Referring expression pointing data
★ ★ ★ ★

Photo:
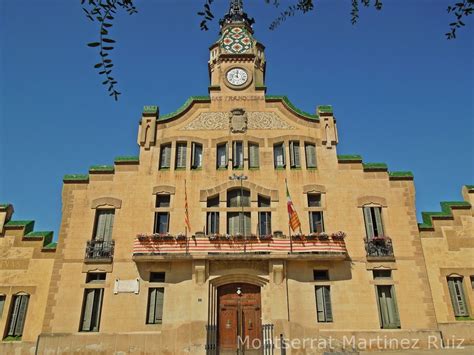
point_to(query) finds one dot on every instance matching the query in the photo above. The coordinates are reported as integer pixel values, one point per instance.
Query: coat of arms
(238, 120)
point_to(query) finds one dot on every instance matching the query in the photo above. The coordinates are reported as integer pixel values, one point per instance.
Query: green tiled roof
(375, 166)
(349, 158)
(76, 178)
(28, 225)
(291, 107)
(184, 107)
(46, 235)
(126, 159)
(401, 175)
(445, 212)
(150, 109)
(101, 168)
(51, 246)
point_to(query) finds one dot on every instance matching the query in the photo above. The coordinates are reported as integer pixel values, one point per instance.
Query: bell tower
(237, 59)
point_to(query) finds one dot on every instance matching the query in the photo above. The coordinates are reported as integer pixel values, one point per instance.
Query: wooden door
(239, 319)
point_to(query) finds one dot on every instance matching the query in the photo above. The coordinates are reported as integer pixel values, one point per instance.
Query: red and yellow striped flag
(186, 212)
(294, 221)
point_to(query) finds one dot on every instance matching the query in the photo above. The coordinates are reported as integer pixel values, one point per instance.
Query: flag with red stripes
(186, 211)
(294, 221)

★ ★ ★ ★

● What is needed
Please give back the data above word for word, with no pictures included.

● Solved exercise
Photo:
point_to(query) finds one dot on every instance matching the query in the photo above. The coordinates are reported as integer pixel values, one point per instance.
Query: coat of arms
(238, 120)
point_to(query) finds one dot on every instance matching the query in the photo above. The coordinates are reported as integer pixel values, one point per instance.
Query: green tiled roof
(375, 166)
(349, 158)
(76, 178)
(28, 225)
(291, 107)
(184, 107)
(46, 235)
(126, 159)
(401, 175)
(445, 212)
(150, 109)
(101, 168)
(51, 246)
point_to(query) finds one dot on every instance matching the query in the photo above. The coordinates are reported as integer pixel values, one point per instance.
Query: bell tower
(237, 59)
point_to(query) finds one dot on every instance matching the query in the photo above. The coordinates are reported as integer pixel values, one point per instance.
Query: wooden door
(239, 319)
point_to(query) finds one dot on every instance matching the query in the photo above. The coordinates are reported as integer pixel values, one point per instance.
Query: red and yellow striped flag
(186, 212)
(294, 221)
point_to(query) finds one dot on every instance matching the query in the photo above. The coordinates are reported as integer pixel values, one point per instance.
Query: flag with red stripes
(186, 211)
(294, 221)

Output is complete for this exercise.